## AIM OF THE TASK
Count how many lines in the rows below contain the word "column", and reply with only that number.

## TASK MATERIAL
────────────────────

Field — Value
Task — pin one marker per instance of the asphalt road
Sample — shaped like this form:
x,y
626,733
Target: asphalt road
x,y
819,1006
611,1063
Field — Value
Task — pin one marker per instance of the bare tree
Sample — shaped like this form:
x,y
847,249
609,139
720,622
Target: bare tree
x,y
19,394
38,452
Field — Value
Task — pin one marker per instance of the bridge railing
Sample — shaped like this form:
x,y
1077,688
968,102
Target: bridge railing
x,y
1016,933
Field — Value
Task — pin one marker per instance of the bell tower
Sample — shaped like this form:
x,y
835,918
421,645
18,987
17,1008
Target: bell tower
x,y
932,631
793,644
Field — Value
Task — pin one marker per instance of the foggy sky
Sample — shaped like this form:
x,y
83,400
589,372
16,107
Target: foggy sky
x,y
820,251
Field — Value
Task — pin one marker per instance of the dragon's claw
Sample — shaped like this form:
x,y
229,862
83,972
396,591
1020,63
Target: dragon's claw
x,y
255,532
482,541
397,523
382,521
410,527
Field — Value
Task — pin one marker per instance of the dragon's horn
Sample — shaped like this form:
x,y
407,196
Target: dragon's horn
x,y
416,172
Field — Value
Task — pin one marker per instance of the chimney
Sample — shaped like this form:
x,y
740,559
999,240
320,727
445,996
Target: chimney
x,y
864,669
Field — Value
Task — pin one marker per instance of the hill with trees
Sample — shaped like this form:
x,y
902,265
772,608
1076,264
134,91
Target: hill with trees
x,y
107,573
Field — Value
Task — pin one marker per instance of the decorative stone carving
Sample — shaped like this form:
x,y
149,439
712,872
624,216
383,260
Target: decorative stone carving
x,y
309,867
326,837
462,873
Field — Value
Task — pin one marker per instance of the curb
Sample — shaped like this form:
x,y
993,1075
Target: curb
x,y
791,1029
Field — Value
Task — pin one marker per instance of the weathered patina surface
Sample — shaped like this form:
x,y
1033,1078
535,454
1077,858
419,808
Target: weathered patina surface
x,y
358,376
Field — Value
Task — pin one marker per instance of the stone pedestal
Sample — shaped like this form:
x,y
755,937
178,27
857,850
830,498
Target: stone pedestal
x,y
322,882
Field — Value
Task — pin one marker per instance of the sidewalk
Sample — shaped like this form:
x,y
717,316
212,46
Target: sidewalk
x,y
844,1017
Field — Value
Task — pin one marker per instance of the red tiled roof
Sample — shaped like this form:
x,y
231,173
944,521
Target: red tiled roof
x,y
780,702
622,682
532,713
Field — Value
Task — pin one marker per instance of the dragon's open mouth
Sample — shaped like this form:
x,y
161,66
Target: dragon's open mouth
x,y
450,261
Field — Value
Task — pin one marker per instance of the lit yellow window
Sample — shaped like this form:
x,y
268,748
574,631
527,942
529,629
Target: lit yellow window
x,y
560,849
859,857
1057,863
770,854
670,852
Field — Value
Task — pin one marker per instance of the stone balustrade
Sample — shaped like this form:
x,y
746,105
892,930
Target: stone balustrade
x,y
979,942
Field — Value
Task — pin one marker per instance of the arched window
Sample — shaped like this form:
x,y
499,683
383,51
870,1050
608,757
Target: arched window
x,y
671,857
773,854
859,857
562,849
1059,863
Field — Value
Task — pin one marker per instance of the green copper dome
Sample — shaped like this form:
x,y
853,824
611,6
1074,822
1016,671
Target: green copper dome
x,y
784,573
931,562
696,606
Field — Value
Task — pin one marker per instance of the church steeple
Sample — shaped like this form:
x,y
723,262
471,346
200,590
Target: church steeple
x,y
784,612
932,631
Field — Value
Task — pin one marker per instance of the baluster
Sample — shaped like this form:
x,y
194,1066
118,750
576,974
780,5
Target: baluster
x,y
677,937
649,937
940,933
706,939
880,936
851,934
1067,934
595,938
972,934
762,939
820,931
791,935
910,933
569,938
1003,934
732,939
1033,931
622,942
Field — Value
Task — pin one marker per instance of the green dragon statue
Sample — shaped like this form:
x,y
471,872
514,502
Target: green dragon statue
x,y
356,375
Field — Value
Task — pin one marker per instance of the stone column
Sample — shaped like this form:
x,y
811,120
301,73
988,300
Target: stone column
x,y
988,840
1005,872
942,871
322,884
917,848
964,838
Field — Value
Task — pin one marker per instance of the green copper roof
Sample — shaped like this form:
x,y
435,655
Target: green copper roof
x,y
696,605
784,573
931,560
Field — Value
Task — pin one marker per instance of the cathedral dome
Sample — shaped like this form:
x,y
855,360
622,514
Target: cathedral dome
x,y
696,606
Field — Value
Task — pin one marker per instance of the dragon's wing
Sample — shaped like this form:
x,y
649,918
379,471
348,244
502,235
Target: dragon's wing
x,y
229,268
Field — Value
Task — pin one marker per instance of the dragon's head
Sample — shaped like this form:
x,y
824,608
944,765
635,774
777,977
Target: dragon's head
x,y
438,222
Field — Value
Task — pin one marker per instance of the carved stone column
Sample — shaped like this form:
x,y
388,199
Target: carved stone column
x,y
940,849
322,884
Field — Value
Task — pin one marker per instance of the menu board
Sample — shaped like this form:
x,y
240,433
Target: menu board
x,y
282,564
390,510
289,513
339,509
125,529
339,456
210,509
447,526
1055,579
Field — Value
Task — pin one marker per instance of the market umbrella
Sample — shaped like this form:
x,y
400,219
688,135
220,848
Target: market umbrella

────────────────────

## COMPLETE ANSWER
4